■ Prompt ■
Your output should be every line below, copied exactly.

■ Source information ■
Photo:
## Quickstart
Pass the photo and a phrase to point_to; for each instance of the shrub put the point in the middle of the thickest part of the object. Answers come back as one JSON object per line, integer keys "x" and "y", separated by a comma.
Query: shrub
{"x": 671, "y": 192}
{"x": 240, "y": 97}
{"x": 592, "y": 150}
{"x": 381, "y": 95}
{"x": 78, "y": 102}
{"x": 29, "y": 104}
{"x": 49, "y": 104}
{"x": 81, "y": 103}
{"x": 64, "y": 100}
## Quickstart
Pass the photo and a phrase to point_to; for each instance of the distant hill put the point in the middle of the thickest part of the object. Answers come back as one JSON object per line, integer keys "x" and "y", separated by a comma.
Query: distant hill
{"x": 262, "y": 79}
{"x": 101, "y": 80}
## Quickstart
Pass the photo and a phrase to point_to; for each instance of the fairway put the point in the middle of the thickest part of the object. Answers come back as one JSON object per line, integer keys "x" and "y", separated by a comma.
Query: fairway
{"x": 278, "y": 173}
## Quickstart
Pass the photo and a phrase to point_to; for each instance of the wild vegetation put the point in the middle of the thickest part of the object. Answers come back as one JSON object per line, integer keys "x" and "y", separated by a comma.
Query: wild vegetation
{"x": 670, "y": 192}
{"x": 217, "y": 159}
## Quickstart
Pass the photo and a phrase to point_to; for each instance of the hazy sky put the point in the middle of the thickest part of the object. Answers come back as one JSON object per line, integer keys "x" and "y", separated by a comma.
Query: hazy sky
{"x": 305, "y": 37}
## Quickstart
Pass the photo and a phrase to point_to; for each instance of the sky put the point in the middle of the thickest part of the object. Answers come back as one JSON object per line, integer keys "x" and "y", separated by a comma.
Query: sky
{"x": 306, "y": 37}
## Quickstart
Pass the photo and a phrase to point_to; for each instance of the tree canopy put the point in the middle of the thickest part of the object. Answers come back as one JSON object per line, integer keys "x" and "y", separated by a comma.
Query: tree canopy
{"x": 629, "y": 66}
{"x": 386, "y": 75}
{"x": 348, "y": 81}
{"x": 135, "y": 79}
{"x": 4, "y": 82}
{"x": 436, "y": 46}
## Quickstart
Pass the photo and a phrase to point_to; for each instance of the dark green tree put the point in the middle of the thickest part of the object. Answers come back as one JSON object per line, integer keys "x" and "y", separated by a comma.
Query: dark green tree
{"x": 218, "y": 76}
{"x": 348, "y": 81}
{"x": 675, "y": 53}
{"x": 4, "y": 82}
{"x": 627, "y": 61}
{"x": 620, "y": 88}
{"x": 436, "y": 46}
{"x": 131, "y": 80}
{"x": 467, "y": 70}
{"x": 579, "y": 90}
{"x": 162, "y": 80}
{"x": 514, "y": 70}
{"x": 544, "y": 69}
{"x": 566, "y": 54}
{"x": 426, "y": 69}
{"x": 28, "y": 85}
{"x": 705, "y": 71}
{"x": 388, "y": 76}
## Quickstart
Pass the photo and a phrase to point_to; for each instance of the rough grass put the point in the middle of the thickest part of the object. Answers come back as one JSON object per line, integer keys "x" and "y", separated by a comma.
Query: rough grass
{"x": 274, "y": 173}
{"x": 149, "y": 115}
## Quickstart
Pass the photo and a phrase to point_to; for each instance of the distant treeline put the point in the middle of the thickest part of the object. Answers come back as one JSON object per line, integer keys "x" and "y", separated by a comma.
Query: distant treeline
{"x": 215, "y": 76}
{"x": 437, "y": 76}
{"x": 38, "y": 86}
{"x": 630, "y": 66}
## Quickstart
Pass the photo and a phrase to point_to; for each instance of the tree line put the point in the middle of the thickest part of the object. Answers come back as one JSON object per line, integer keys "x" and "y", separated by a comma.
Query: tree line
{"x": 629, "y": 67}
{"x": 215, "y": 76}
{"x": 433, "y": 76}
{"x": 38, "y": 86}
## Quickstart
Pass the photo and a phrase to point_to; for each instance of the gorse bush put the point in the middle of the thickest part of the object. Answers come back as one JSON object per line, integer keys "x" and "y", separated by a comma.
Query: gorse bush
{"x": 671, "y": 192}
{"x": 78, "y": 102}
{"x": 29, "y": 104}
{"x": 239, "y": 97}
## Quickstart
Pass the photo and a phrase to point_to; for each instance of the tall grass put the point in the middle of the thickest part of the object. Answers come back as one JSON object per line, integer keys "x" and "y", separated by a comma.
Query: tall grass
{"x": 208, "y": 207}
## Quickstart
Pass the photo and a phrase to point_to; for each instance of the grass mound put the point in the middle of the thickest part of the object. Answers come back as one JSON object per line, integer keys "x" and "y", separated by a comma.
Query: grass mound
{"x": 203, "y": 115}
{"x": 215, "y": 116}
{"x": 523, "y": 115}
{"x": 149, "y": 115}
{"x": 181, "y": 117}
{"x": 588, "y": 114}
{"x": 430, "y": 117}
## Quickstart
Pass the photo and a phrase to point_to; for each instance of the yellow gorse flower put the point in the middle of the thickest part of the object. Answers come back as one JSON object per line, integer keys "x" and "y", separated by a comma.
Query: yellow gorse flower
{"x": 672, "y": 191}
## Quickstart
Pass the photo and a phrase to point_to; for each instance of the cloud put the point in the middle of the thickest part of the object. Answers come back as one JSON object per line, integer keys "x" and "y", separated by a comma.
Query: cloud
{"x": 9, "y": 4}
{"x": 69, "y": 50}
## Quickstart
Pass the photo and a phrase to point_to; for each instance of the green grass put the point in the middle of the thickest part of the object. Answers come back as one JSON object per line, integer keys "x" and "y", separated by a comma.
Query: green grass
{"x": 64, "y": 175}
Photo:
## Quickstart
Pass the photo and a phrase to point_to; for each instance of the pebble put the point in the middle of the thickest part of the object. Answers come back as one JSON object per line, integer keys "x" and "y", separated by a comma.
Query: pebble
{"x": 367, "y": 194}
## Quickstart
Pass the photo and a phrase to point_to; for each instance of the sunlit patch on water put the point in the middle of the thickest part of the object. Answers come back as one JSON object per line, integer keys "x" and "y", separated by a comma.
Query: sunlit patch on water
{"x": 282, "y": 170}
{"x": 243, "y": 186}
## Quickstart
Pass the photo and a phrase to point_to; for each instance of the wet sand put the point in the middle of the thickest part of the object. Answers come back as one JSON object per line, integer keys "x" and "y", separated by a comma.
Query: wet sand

■ Answer to the exercise ■
Photo:
## Quickstart
Pass the photo and a phrase to point_to; for each instance of the shrub put the point in the middle of the thickest part of the object. Answers come back as one JSON object per line, integer keys "x" and "y", separated by a comma.
Query: shrub
{"x": 671, "y": 192}
{"x": 240, "y": 97}
{"x": 592, "y": 150}
{"x": 381, "y": 95}
{"x": 78, "y": 102}
{"x": 29, "y": 104}
{"x": 49, "y": 104}
{"x": 81, "y": 103}
{"x": 64, "y": 100}
## Quickstart
Pass the photo and a phrase to point_to; for each instance of the distant hill put the point in the middle of the thickest part of the object. Answers come back as one JSON object per line, integer keys "x" and "y", separated by a comma.
Query: distant hill
{"x": 262, "y": 79}
{"x": 101, "y": 80}
## Quickstart
Pass the photo and a phrase to point_to; for each instance of the fairway put the point in the middle of the thickest part of the object. Answers come back as one JSON object per line, integer keys "x" and "y", separated by a comma.
Query: fairway
{"x": 278, "y": 173}
## Quickstart
Pass the photo and a phrase to point_to; for each instance of the wild vegetation put the point in the middle of the thickest part of the object. Answers come back as one JSON object per line, integer keys "x" and "y", separated by a comma.
Query: wild vegetation
{"x": 670, "y": 192}
{"x": 217, "y": 159}
## Quickstart
Pass the photo and a phrase to point_to; for each instance of the hazy sky put the point in the middle of the thickest part of the object. Answers come back as one JSON object per line, integer keys "x" and "y", separated by a comma.
Query: hazy sky
{"x": 305, "y": 37}
## Quickstart
Pass the photo and a phrase to point_to; for each instance of the sky put the point in the middle of the thickest part of the object. Answers come back as one JSON object per line, integer keys "x" and "y", separated by a comma.
Query: sky
{"x": 306, "y": 37}
## Quickstart
Pass the photo and a phrase to point_to; for each instance of the tree canopy put the point in the middle of the thickest part of the object. Answers come back as one JSON object per line, integer keys "x" and "y", separated by a comma.
Query: tree canopy
{"x": 629, "y": 66}
{"x": 386, "y": 75}
{"x": 348, "y": 81}
{"x": 135, "y": 79}
{"x": 4, "y": 82}
{"x": 436, "y": 46}
## Quickstart
Pass the photo and a phrase to point_to; for each instance of the dark green tree put the point in the middle of the thickest part of the object. Answers come back as one JSON object per line, integer keys "x" and "y", separated by a comma.
Query: dark green tree
{"x": 218, "y": 76}
{"x": 348, "y": 81}
{"x": 675, "y": 53}
{"x": 4, "y": 82}
{"x": 627, "y": 61}
{"x": 620, "y": 88}
{"x": 436, "y": 46}
{"x": 131, "y": 80}
{"x": 467, "y": 70}
{"x": 579, "y": 90}
{"x": 162, "y": 80}
{"x": 514, "y": 70}
{"x": 544, "y": 69}
{"x": 566, "y": 54}
{"x": 426, "y": 69}
{"x": 28, "y": 85}
{"x": 705, "y": 71}
{"x": 388, "y": 76}
## Quickstart
Pass the photo and a phrase to point_to; for each instance of the rough grass put the point in the middle of the thickest part of the object. Answers come back as one JSON object per line, integer keys "x" and "y", separated by a comma.
Query: rough grass
{"x": 274, "y": 173}
{"x": 149, "y": 115}
## Quickstart
Pass the photo and a phrase to point_to; for each instance of the distant treeline put the point in the middle of the thickest part of the object. Answers come back as one JSON object per line, integer keys "x" and "y", separated by a comma.
Query: distant treeline
{"x": 215, "y": 76}
{"x": 437, "y": 76}
{"x": 38, "y": 86}
{"x": 630, "y": 66}
## Quickstart
Pass the photo and a phrase to point_to; for each instance of the tree line put the point in the middle of the thickest part of the object. Answers come back as one JSON object per line, integer keys "x" and "y", separated by a comma.
Query: tree line
{"x": 629, "y": 67}
{"x": 215, "y": 76}
{"x": 433, "y": 76}
{"x": 38, "y": 86}
## Quickstart
Pass the photo and a phrase to point_to; for each instance of the gorse bush put the point in the middle of the thickest part of the object. Answers come back as one JSON object per line, integer keys "x" and "y", separated by a comma.
Query: gorse bush
{"x": 671, "y": 192}
{"x": 78, "y": 102}
{"x": 29, "y": 104}
{"x": 239, "y": 97}
## Quickstart
Pass the photo and a phrase to point_to; for each instance of the tall grass put the point in the middle of the thickest part of the object. Answers come back as one JSON object per line, integer keys "x" and "y", separated by a comma.
Query: tall grass
{"x": 208, "y": 207}
## Quickstart
Pass the photo and a phrase to point_to; for each instance of the grass mound put the point in the middle of the thickest part of the object. Answers come back as one JSON object per line, integer keys "x" and "y", separated by a comma.
Query: grass mound
{"x": 203, "y": 115}
{"x": 215, "y": 116}
{"x": 523, "y": 115}
{"x": 149, "y": 115}
{"x": 181, "y": 117}
{"x": 588, "y": 114}
{"x": 430, "y": 117}
## Quickstart
Pass the photo and a phrase to point_to; for each instance of the yellow gorse flower put the point in the middle of the thickest part of the object. Answers come back as one JSON object per line, integer keys "x" and "y", separated by a comma.
Query: yellow gorse flower
{"x": 672, "y": 191}
## Quickstart
Pass the photo and a phrase to point_to; for each instance of the cloud put the point in the middle of the thickest part of the object. Answers come back as one JSON object per line, integer keys "x" and "y", separated by a comma.
Query: cloud
{"x": 9, "y": 4}
{"x": 69, "y": 50}
## Quickstart
Pass the photo and a phrase to point_to; for each instance of the green grass put the point in the middle of the thickest part of the object. Answers come back as one JSON object per line, integer keys "x" and "y", separated by a comma.
Query: green grass
{"x": 64, "y": 175}
Photo:
## Quickstart
Pass the photo and a phrase to point_to; for each instance of the pebble put the point in the middle of the thickest part of the object. Answers come back as one JSON object per line, integer keys "x" and "y", separated by a comma.
Query: pebble
{"x": 367, "y": 194}
## Quickstart
Pass the photo and a phrase to point_to; for each instance of the sunlit patch on water put the point in the middle of the thickest part of the object. Answers come back as one JSON object per line, integer keys "x" and "y", separated by a comma.
Query: sunlit patch on water
{"x": 282, "y": 170}
{"x": 243, "y": 186}
## Quickstart
Pass the photo and a phrase to point_to; for each instance of the wet sand put the point in the middle of the thickest part of the object. Answers come back as one JSON object per line, integer keys "x" and "y", separated by a comma.
Query: wet sand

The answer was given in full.